(Stored data entries)
Start of Block

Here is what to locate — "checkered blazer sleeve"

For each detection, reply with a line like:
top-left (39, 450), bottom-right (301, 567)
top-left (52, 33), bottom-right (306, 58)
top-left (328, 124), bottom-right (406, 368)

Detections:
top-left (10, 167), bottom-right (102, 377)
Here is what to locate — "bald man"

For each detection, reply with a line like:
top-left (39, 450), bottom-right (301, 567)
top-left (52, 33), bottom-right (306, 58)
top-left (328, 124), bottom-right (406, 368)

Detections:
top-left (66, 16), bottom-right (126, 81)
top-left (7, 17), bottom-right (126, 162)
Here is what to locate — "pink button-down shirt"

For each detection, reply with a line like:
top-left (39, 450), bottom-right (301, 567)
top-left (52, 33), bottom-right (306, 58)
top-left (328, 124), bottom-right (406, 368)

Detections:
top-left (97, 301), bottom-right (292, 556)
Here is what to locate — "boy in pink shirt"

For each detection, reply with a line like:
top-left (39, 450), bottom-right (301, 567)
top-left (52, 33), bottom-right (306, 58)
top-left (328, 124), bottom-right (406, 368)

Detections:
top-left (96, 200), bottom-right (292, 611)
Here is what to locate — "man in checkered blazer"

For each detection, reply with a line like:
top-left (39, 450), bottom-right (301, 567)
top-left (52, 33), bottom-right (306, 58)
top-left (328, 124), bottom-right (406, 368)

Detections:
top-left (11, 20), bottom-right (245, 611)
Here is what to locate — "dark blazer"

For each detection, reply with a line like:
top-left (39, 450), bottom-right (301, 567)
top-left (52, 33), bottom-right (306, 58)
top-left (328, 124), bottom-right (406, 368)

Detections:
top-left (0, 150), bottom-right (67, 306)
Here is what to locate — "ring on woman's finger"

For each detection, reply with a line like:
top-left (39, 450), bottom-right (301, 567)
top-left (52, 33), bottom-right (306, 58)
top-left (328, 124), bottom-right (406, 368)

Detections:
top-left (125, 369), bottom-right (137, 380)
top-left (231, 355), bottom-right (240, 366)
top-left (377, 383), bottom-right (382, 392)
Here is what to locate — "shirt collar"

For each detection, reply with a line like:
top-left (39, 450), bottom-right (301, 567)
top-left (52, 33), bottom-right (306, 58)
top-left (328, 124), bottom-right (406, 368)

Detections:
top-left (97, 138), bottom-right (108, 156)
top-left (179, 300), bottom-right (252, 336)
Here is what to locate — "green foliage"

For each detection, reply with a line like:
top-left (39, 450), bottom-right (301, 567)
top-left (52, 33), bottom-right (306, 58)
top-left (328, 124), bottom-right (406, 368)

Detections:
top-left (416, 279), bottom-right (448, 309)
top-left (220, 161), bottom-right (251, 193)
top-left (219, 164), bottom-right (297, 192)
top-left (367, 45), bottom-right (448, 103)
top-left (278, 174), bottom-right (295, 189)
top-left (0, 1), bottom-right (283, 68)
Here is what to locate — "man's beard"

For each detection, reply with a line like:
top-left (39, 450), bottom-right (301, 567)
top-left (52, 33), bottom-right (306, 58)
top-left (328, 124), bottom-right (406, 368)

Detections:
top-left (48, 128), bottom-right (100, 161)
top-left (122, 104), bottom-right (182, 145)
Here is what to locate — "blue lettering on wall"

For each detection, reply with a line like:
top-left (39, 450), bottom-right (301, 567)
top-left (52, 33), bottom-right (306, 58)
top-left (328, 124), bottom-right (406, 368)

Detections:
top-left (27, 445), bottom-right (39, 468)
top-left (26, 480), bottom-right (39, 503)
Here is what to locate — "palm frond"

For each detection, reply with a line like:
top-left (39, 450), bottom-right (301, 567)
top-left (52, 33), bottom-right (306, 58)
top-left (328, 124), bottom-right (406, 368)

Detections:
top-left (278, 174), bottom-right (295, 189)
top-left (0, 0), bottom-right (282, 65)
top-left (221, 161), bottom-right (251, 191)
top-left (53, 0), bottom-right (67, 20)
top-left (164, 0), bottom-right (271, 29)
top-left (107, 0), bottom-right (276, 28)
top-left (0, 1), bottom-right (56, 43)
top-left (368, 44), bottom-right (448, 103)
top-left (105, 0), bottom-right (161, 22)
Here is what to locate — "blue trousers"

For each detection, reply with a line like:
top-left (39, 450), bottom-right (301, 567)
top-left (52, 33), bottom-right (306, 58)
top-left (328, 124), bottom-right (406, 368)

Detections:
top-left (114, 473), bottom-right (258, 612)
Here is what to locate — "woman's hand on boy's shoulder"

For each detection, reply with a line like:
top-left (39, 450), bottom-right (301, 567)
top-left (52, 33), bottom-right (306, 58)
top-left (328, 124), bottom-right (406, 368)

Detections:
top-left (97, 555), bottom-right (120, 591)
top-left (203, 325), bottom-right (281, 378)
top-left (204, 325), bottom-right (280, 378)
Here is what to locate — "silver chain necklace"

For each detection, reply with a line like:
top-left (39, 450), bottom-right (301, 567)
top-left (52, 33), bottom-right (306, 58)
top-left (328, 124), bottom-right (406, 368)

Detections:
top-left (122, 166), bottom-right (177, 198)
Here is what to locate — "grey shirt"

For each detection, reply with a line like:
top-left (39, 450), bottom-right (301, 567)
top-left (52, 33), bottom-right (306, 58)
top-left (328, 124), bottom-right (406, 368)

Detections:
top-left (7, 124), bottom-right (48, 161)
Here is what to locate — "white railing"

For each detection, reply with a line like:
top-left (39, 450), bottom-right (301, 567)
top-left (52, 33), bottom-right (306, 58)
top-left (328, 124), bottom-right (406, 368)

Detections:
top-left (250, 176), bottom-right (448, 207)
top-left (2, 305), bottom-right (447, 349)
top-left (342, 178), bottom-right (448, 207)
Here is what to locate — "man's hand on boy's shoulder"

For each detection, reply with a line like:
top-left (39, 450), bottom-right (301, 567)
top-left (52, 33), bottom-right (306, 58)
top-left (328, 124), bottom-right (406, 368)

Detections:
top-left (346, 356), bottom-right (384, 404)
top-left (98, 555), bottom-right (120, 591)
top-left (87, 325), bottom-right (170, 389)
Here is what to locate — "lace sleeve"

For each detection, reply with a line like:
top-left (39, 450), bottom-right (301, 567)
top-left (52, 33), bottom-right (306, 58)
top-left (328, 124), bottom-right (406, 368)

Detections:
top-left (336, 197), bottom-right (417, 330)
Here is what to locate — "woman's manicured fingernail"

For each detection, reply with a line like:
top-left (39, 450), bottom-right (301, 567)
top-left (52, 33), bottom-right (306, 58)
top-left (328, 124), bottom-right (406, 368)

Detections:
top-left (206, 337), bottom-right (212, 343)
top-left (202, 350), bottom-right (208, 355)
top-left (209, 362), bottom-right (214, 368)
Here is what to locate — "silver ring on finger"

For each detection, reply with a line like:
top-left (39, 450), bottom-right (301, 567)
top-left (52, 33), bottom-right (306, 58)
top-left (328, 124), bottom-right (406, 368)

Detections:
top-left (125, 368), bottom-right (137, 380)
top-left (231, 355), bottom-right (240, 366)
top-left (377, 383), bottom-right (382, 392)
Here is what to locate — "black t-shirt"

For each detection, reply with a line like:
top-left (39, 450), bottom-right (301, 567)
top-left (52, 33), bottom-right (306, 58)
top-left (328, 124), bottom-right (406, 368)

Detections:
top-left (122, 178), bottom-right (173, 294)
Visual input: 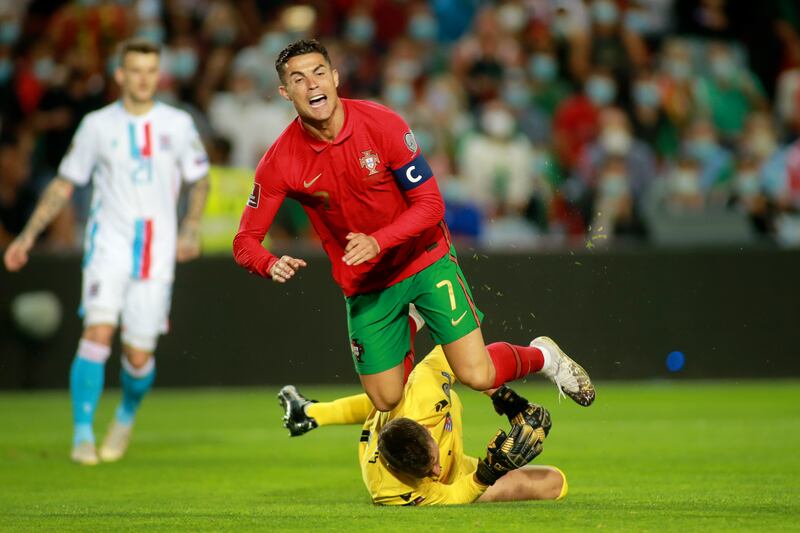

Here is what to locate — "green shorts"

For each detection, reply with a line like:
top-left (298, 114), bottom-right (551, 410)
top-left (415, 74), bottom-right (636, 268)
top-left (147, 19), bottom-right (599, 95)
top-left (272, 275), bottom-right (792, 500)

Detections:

End of Block

◆ **Problem statement**
Pick out the lines above containing the word "green", then copy them.

◆ **Solution to the exercise**
Here is what to locate — "green foliage"
Here is what to locate — "green shorts"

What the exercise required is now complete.